Hacker News

The networking stuff seems....odd.

'Networking was a substantial cost and required experimentation. We did not use DHCP as most enterprise switches don’t support it and we wanted public IPs for the nodes for convenient and performant access from our servers. While this is an area where we would have saved time with a cloud solution, we had our networking up within days and kinks ironed out within ~3 weeks.'

Where does the switch choice come into whether you DHCP? Wth would you want public IPs.

mystifyingpoi 3 days ago [ - ]

It really feels like they wanted 30 PB of storage accessible over HTTP and literally nothing else. No redundancy, no NAT, dead simple nginx config + some code to track where to find which file on the filesystem. I like that.

matt-p 3 days ago [ - ]

This was not written by a network person, quite clearly. Hopefully it's just a misunderstanding, otherwise they do need someone with literally any clue about networks.

g413n 3 days ago [ - ]

yeah misunderstanding we'll update the post-- separately it's true that we aren't network specialists and the network wrangling was prob disproportionately hard for us/ shouldn't have taken so long.

matt-p 3 days ago [ - ]

Massive props for getting it done anyway. For others reading: In general a switch should never run DHCPd, but will normally/often relay it for you, your arista's would 100% have supported relaying, but in this case it sounds like it might even be flat L2. Normally you'd host dhcpd on a server.

[Excerpts of bounding box data]
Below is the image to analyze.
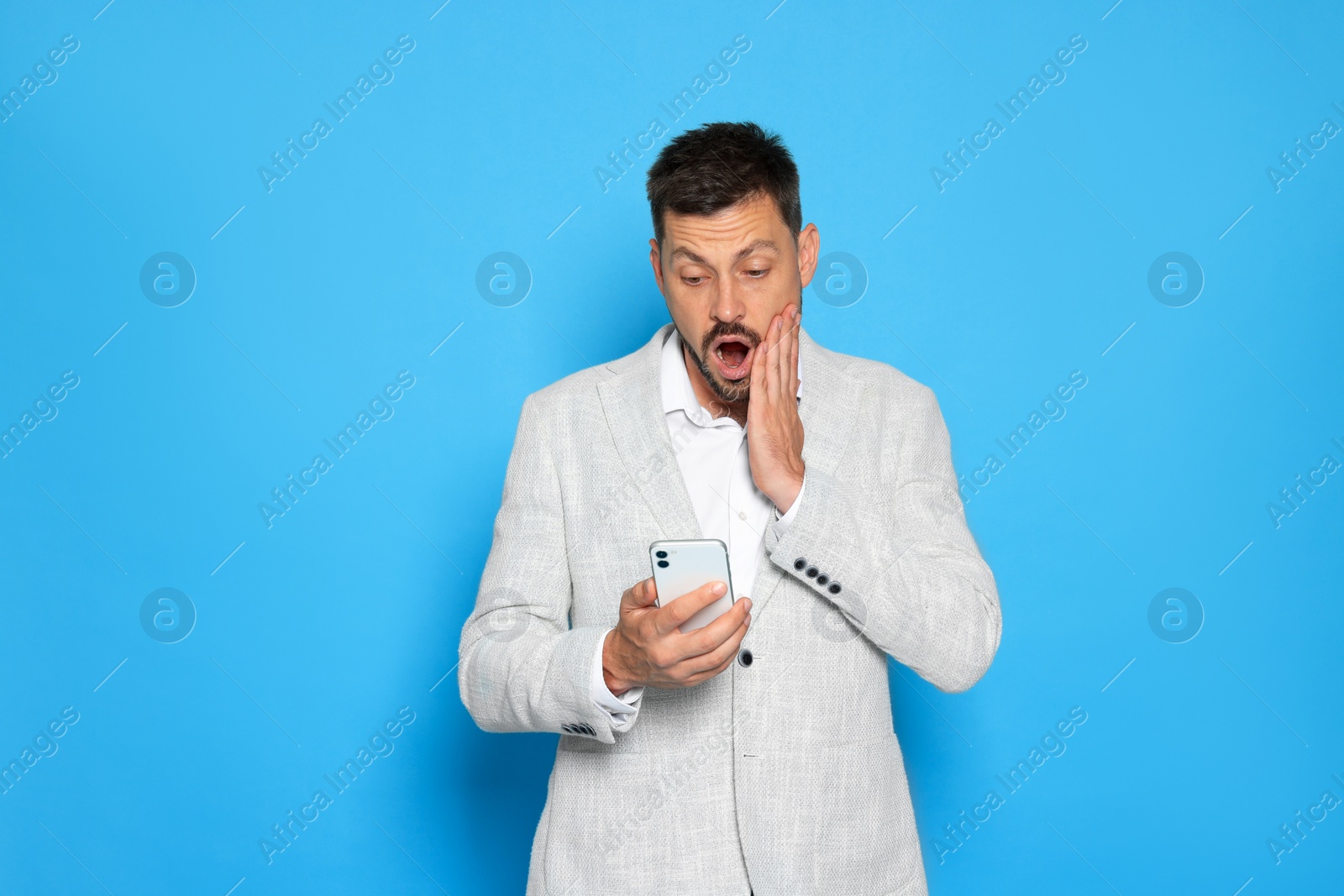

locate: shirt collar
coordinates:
[660,327,802,426]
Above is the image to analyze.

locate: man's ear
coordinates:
[798,224,822,289]
[649,239,664,298]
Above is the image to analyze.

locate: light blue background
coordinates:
[0,0,1344,896]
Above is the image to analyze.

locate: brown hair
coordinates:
[645,121,802,246]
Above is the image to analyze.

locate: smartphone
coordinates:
[649,538,737,634]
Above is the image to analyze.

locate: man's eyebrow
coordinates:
[668,239,780,265]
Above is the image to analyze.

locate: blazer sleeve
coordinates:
[766,385,1003,693]
[459,394,616,743]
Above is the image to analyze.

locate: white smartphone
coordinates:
[649,538,737,634]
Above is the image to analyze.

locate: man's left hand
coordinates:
[748,302,804,515]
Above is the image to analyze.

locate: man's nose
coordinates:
[710,280,748,324]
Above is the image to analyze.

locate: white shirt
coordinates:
[590,327,806,731]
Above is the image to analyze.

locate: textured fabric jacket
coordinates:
[459,324,1001,896]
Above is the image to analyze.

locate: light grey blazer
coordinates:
[459,324,1001,896]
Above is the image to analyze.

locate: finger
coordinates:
[748,318,770,402]
[676,598,751,658]
[654,582,728,637]
[775,304,793,398]
[764,314,784,401]
[788,312,802,396]
[634,578,659,607]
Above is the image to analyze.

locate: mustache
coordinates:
[701,321,761,358]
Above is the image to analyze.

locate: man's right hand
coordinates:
[602,579,751,696]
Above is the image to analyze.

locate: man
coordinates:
[459,123,1001,896]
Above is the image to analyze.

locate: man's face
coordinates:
[649,195,820,405]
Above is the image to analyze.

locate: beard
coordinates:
[677,321,761,405]
[672,289,802,406]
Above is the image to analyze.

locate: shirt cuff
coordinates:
[589,629,643,731]
[770,473,808,538]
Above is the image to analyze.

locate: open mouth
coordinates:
[710,336,753,380]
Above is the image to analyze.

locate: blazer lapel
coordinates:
[596,324,704,538]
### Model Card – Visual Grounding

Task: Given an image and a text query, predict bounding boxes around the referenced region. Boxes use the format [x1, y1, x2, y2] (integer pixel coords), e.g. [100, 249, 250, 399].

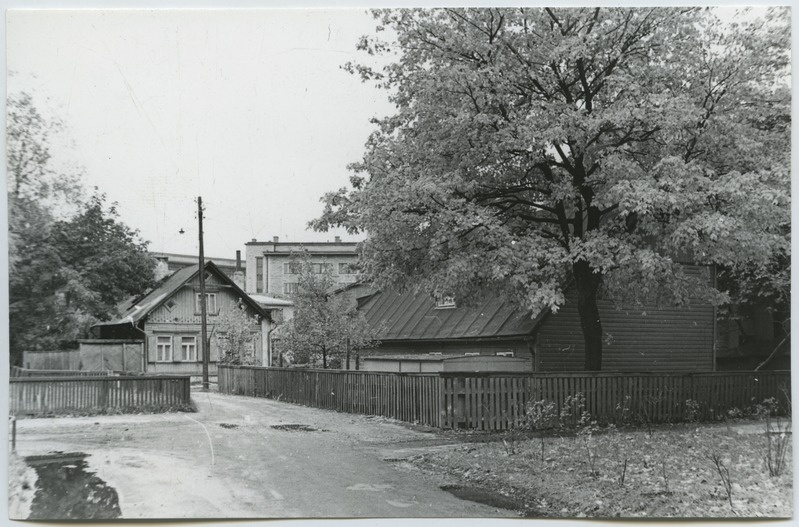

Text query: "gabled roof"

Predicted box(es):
[92, 261, 270, 327]
[358, 290, 548, 342]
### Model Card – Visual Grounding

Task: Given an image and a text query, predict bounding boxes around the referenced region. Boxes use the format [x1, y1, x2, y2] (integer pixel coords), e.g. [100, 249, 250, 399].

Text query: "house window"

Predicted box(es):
[283, 262, 302, 274]
[194, 293, 219, 315]
[436, 295, 456, 309]
[178, 337, 197, 362]
[255, 257, 264, 293]
[155, 335, 172, 362]
[311, 263, 333, 274]
[338, 263, 357, 274]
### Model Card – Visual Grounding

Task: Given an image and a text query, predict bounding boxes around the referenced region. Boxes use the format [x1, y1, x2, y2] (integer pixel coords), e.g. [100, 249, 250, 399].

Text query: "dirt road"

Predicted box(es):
[12, 392, 514, 519]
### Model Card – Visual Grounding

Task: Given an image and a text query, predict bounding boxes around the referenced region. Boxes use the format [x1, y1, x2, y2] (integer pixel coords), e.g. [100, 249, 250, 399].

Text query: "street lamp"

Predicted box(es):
[178, 196, 210, 392]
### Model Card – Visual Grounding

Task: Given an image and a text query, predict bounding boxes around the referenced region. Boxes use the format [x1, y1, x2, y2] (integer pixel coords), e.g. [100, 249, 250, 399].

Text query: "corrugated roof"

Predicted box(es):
[359, 290, 543, 341]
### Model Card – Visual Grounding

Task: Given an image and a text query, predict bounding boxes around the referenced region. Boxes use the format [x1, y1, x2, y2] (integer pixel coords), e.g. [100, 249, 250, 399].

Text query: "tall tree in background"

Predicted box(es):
[277, 260, 377, 368]
[311, 8, 790, 370]
[214, 301, 260, 366]
[7, 94, 155, 363]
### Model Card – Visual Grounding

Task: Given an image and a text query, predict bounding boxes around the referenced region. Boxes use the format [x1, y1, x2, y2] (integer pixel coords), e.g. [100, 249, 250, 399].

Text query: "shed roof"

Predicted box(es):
[92, 261, 269, 327]
[358, 290, 546, 341]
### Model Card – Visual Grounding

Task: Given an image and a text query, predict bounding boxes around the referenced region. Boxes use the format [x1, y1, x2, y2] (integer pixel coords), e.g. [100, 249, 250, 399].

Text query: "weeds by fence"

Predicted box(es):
[8, 376, 191, 415]
[219, 365, 790, 430]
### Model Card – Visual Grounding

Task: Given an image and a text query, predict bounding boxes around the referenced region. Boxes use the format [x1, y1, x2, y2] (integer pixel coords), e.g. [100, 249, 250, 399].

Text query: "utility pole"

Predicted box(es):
[197, 196, 209, 392]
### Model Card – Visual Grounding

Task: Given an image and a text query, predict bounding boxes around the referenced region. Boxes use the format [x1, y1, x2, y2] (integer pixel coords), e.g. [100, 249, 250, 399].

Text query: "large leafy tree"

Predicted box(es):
[312, 8, 790, 370]
[7, 94, 155, 363]
[214, 301, 260, 366]
[277, 260, 378, 368]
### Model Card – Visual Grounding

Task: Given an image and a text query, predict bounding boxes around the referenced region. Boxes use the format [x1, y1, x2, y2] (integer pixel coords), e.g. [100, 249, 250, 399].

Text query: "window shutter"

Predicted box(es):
[147, 335, 158, 362]
[252, 331, 268, 366]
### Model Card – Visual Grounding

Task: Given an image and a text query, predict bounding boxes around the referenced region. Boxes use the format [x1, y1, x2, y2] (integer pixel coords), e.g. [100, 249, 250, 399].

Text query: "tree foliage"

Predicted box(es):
[277, 261, 378, 368]
[312, 8, 790, 370]
[7, 94, 155, 362]
[214, 302, 260, 366]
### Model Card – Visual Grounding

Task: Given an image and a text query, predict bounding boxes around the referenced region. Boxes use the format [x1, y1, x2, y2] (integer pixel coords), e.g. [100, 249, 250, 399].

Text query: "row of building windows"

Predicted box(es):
[155, 335, 255, 362]
[155, 335, 197, 362]
[283, 282, 352, 295]
[283, 262, 358, 274]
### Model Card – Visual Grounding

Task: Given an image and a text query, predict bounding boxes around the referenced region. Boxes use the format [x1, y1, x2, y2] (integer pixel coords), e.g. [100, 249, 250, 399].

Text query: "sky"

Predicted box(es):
[6, 8, 393, 258]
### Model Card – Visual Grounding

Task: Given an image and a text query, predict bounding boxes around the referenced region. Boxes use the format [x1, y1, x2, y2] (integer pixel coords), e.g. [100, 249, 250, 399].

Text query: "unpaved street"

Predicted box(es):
[12, 391, 514, 518]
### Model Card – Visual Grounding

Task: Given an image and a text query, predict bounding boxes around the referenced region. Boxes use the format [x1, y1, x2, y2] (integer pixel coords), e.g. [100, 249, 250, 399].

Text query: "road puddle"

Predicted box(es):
[25, 452, 122, 520]
[272, 424, 327, 432]
[440, 485, 530, 515]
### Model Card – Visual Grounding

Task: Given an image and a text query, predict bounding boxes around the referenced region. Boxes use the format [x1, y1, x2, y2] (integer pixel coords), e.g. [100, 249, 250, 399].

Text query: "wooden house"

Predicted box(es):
[346, 267, 715, 372]
[89, 261, 272, 375]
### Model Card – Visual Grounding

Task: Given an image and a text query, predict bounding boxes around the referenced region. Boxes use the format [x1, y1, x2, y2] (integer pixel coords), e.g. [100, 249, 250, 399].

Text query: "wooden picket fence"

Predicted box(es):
[440, 371, 791, 430]
[219, 365, 791, 430]
[8, 375, 191, 416]
[218, 365, 440, 426]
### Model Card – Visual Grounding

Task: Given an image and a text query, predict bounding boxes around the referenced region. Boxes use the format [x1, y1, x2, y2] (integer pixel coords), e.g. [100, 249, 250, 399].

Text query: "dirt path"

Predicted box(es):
[10, 392, 515, 519]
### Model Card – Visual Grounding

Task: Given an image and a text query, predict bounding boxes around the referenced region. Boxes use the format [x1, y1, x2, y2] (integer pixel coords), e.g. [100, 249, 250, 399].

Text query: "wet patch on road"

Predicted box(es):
[439, 485, 539, 517]
[347, 483, 394, 492]
[271, 424, 327, 432]
[25, 452, 122, 520]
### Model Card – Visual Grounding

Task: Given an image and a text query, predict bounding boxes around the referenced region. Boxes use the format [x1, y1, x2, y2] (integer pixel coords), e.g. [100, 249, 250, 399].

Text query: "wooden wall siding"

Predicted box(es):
[536, 293, 714, 372]
[80, 339, 144, 372]
[219, 365, 441, 426]
[22, 350, 80, 370]
[219, 365, 791, 430]
[8, 376, 191, 415]
[147, 284, 252, 325]
[366, 340, 532, 359]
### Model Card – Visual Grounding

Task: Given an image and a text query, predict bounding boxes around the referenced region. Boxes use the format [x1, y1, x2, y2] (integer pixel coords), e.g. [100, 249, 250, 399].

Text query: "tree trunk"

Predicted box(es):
[573, 261, 602, 371]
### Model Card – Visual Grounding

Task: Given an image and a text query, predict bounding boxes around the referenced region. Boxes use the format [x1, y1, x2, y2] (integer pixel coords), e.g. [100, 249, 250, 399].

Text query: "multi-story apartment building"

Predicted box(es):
[245, 236, 358, 298]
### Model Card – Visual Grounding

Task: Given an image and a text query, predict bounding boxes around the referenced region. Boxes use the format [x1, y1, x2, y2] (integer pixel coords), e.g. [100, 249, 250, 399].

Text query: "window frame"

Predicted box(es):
[194, 289, 219, 316]
[436, 295, 458, 309]
[155, 334, 175, 362]
[179, 335, 200, 362]
[338, 262, 358, 275]
[255, 256, 264, 293]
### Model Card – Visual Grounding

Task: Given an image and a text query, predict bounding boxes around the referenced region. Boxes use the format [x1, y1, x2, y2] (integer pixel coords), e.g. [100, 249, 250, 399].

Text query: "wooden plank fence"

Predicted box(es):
[218, 365, 441, 426]
[219, 365, 791, 430]
[8, 375, 191, 415]
[10, 366, 114, 377]
[440, 371, 791, 430]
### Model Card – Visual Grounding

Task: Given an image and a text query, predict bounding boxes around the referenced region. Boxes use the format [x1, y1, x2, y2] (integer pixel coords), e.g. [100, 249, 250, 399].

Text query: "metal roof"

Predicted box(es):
[93, 261, 269, 327]
[359, 290, 545, 341]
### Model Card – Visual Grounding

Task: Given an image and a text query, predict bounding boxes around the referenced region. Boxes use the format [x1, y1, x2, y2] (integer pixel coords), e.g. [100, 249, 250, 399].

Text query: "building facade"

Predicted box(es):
[149, 251, 245, 289]
[244, 236, 358, 298]
[89, 262, 273, 376]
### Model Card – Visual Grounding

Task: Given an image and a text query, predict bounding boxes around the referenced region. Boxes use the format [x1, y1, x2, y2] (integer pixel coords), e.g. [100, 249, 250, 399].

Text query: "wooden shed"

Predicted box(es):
[360, 354, 531, 373]
[88, 261, 272, 375]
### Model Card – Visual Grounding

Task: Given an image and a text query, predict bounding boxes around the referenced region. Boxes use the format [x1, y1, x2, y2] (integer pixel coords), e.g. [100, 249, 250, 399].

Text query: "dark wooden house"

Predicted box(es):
[344, 268, 715, 372]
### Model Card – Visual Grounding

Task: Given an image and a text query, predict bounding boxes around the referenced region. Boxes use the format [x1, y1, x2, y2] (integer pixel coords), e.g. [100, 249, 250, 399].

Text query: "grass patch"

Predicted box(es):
[411, 423, 793, 518]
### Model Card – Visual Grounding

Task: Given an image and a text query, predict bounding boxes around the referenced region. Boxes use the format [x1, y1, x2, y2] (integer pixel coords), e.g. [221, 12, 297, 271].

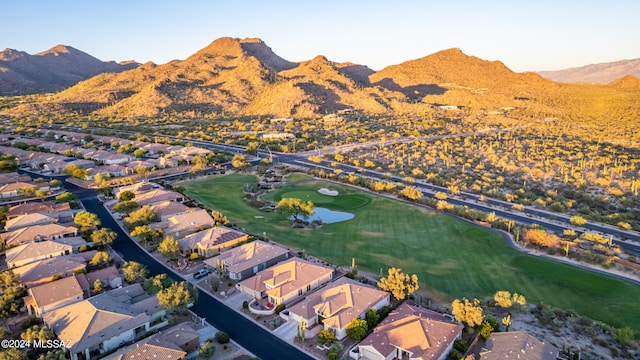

◆ Written tasks:
1) For the networking thread above, say whether each statement agrees with it, giving yes or no and quoting the words that decide it: (a) The quoted post says the team had its networking up within days. (b) One commenter says a switch should normally run DHCPd. (c) The reply from g413n says the team members are network specialists.
2) Write out the part of the networking thread above starting with "It really feels" and going on through "I like that.".

◆ Answers to each task:
1)
(a) Yes: "we had our networking up within days"
(b) No: "In general a switch should never run DHCPd"
(c) No: "it's true that we aren't network specialists"

2)
It really feels like they wanted 30 PB of storage accessible over HTTP and literally nothing else. No redundancy, no NAT, dead simple nginx config + some code to track where to find which file on the filesystem. I like that.